/---

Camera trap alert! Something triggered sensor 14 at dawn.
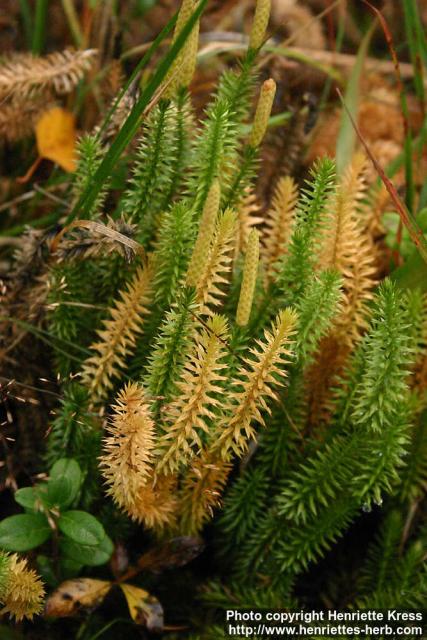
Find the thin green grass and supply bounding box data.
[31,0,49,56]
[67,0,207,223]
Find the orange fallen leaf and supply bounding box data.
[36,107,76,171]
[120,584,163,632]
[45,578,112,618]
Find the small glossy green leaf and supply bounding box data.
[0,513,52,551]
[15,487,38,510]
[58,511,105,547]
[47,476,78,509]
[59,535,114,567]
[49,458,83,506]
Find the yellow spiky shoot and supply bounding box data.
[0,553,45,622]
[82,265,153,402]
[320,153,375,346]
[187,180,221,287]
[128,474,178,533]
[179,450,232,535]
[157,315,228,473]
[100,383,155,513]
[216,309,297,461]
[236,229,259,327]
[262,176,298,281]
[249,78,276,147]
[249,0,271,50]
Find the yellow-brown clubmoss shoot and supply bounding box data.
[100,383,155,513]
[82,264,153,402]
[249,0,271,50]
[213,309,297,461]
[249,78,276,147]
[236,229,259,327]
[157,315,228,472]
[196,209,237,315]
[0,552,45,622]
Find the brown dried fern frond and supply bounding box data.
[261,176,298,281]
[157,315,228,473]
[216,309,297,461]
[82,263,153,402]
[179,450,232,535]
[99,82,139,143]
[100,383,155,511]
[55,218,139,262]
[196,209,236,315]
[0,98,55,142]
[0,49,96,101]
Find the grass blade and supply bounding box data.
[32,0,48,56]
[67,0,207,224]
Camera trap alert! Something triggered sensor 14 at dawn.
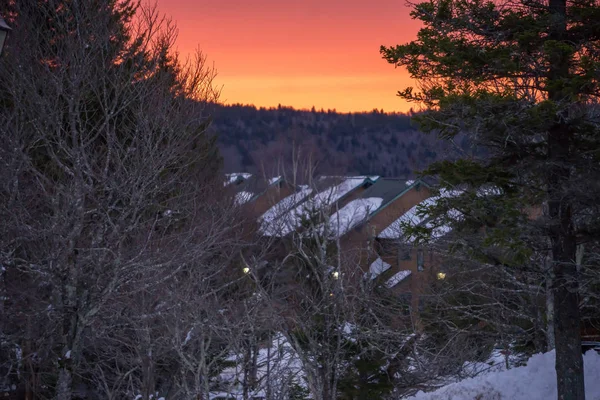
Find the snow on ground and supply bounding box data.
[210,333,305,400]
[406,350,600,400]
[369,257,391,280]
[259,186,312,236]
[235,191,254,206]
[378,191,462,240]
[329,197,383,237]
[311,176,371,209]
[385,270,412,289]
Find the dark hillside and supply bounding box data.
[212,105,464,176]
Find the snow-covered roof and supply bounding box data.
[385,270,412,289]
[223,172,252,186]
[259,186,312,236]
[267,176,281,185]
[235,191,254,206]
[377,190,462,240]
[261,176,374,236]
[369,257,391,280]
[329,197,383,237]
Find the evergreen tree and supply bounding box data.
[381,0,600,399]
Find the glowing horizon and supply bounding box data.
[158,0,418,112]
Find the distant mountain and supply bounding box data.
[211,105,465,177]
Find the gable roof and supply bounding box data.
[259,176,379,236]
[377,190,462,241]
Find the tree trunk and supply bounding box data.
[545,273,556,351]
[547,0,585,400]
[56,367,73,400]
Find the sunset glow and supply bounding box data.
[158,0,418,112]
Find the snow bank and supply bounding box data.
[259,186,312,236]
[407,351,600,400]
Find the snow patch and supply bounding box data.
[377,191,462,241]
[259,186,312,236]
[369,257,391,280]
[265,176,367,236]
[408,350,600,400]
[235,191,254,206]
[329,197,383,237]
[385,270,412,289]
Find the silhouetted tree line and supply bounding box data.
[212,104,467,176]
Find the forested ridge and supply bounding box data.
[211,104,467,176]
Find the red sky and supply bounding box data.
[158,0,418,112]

\---
/---

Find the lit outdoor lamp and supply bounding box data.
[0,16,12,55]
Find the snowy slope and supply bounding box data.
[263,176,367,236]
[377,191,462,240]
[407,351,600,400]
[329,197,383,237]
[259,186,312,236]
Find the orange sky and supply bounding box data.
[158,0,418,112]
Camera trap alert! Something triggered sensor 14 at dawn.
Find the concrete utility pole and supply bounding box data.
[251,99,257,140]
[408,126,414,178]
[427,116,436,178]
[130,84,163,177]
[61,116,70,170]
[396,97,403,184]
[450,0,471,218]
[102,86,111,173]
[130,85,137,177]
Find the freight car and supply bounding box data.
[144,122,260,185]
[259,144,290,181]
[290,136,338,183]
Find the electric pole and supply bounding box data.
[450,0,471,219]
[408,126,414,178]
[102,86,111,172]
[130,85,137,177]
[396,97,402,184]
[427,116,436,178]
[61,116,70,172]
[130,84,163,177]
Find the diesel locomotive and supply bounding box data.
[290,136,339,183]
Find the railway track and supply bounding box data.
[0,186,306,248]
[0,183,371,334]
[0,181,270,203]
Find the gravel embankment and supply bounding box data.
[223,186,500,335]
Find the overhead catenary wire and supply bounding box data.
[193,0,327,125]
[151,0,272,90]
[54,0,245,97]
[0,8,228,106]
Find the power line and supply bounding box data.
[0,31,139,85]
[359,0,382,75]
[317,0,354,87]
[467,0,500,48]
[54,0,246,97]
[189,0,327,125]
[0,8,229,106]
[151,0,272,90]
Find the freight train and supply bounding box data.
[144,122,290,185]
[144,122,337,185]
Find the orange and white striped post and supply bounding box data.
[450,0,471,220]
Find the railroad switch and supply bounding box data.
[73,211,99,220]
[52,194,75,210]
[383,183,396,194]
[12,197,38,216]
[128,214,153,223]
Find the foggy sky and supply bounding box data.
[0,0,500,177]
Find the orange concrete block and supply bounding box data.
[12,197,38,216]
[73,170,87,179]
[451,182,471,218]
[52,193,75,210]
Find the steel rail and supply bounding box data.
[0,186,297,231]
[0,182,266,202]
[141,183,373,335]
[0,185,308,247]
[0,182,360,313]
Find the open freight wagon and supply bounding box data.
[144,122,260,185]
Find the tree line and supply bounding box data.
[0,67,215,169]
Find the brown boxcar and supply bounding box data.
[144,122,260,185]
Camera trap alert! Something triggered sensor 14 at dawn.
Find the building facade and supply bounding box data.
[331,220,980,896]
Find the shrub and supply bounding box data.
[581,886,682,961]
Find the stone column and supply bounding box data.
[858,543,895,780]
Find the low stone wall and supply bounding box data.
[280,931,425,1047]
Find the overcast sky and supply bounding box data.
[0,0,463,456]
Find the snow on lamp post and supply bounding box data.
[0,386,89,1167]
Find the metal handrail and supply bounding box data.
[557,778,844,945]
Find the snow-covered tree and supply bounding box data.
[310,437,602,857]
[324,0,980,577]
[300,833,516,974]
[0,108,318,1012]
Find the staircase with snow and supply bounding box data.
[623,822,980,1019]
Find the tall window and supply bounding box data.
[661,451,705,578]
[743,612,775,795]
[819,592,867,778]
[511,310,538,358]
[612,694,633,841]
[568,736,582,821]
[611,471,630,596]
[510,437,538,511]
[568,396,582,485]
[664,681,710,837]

\---

What the exercise asks:
Put everything from the line containing "Find the dark" down to and including the line containing "[381,0,600,399]" into a Markdown table. Use two columns, No. for a running line number and Text for the line itself, and skip any blank lines.

Solved exercise:
| No. | Text |
|---|---|
| 1 | Find the dark hillside and supply bounding box data. |
| 2 | [212,105,464,176] |
| 3 | Find the snow-covered roof and supply bounding box data. |
| 4 | [385,270,412,289] |
| 5 | [223,172,252,186] |
| 6 | [259,186,312,236] |
| 7 | [267,176,281,185] |
| 8 | [235,191,254,206] |
| 9 | [377,190,462,240] |
| 10 | [261,176,374,236] |
| 11 | [369,257,391,280] |
| 12 | [329,197,383,237] |
| 13 | Find the evergreen tree and supply bounding box data. |
| 14 | [381,0,600,399] |